[SOURCE]
Comparing quotes: why are installers proposing different system sizes?

Reading Time: 7 minutes So you have a few quotes, sit down to evaluate them, and notice something right off the bat: installer A and installer B have proposed different sizes for your solar panel system. Why is this? And how can you truly compare apples-to-apples in this scenario? In this article, we’ll review why this might happen – […]

Reading Time: 7 minutes So you have a few quotes, sit down to evaluate them, and notice something right off the bat: installer A and installer B have proposed different sizes for your solar panel system. Why is this? And how can you truly compare apples-to-apples in this scenario? In this article, we’ll review why this might happen – […]Reading Time: 7 minutes

So you have a few quotes, sit down to evaluate them, and notice something right off the bat: installer A and installer B have proposed different sizes for your solar panel system. Why is this? And how can you truly compare apples-to-apples in this scenario?

In this article, we’ll review why this might happen – and what you can do about it!

Find out what solar panels cost in your area in 2021

Key takeaways

  • Variances in system layout, equipment, electricity usage assumptions, and more can lead to different recommendations for system size
  • Communicating and providing additional details to installers can help ensure your quotes are as accurate as possible
  • Register on the EnergySage Marketplace to get custom quotes from local solar installers

A quick review of the solar panel system design process

Before diving into why installers quote different system sizes, it’s important to understand how installers come up with these numbers in the first place.

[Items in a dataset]
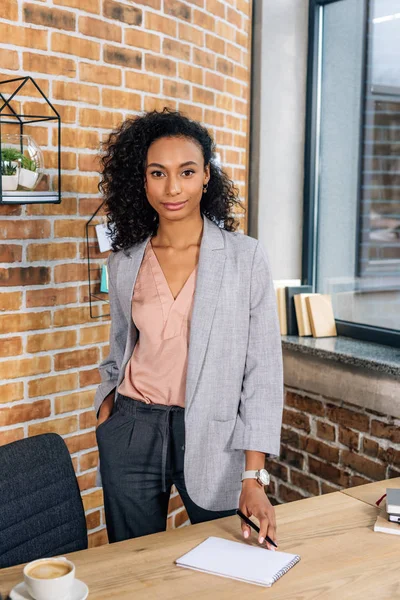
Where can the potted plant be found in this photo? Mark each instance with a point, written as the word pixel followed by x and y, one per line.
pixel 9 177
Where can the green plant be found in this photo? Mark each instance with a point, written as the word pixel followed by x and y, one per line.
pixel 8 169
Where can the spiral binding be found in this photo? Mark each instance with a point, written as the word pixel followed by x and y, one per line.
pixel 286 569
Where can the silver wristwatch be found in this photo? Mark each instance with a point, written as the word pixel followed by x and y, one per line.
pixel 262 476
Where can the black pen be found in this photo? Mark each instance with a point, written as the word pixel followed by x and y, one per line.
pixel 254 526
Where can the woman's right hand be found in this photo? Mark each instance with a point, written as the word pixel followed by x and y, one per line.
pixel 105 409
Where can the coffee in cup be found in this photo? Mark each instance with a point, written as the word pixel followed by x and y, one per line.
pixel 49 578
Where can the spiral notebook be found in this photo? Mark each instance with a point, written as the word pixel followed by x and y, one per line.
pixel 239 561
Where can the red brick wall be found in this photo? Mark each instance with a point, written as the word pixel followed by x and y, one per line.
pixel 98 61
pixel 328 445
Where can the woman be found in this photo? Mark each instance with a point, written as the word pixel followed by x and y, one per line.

[WORK TO DO]
Reproduce word for word the part of the article on solar quotes starting with "In this article, we’ll review why this might happen – and" and going on through "the first place.". Rely on the article on solar quotes and nothing else.

[ANSWER TO THE PROBLEM]
In this article, we’ll review why this might happen – and what you can do about it!

Find out what solar panels cost in your area in 2021

Key takeaways

  • Variances in system layout, equipment, electricity usage assumptions, and more can lead to different recommendations for system size
  • Communicating and providing additional details to installers can help ensure your quotes are as accurate as possible
  • Register on the EnergySage Marketplace to get custom quotes from local solar installers

A quick review of the solar panel system design process

Before diving into why installers quote different system sizes, it’s important to understand how installers come up with these numbers in the first place.